>>>>>

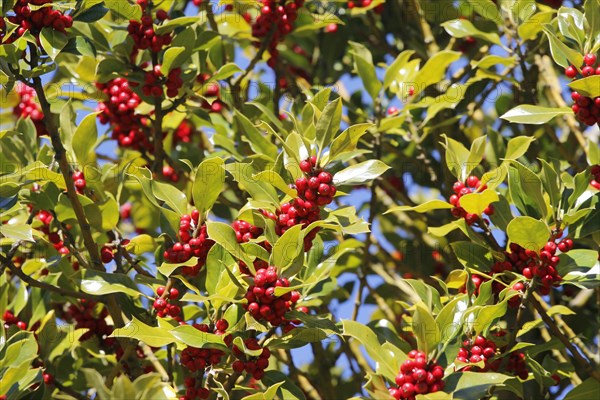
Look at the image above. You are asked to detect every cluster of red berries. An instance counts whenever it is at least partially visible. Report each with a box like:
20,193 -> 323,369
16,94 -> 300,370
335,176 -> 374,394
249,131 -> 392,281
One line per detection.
389,351 -> 445,400
493,240 -> 571,295
128,1 -> 172,55
163,210 -> 214,275
173,121 -> 194,144
142,66 -> 183,98
60,300 -> 114,343
152,286 -> 182,319
72,170 -> 86,195
181,377 -> 209,400
180,320 -> 228,374
590,165 -> 600,190
347,0 -> 384,13
12,83 -> 47,136
2,310 -> 28,330
565,53 -> 600,126
3,0 -> 73,42
296,157 -> 336,206
47,230 -> 69,256
251,0 -> 304,68
243,266 -> 301,326
96,78 -> 150,150
456,335 -> 500,372
449,176 -> 494,225
231,337 -> 271,380
456,334 -> 529,379
232,220 -> 263,243
197,73 -> 225,113
263,157 -> 336,250
36,210 -> 69,256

<<<<<

What you have to do: All of the data above should be transcribed verbatim, with pictures omitted.

Your response:
Look at the image above. You are asked to detect every cluster of red berries. An instance counts whenever it is at least partially visible. Report each with a box like:
20,193 -> 323,369
16,94 -> 300,370
335,176 -> 374,394
249,131 -> 392,281
One line per detection.
389,351 -> 445,400
493,240 -> 571,295
128,1 -> 172,55
163,210 -> 214,275
173,121 -> 194,144
142,66 -> 183,98
60,300 -> 114,343
152,286 -> 182,319
72,170 -> 86,195
181,377 -> 209,400
180,320 -> 228,374
590,165 -> 600,190
347,0 -> 384,13
12,83 -> 47,136
2,310 -> 28,330
565,53 -> 600,126
3,0 -> 73,42
296,157 -> 336,206
47,230 -> 69,256
251,0 -> 304,68
243,266 -> 301,326
96,78 -> 150,150
456,335 -> 500,372
449,176 -> 494,225
231,337 -> 271,380
456,334 -> 529,379
232,220 -> 263,243
197,73 -> 225,113
263,157 -> 336,250
36,210 -> 69,256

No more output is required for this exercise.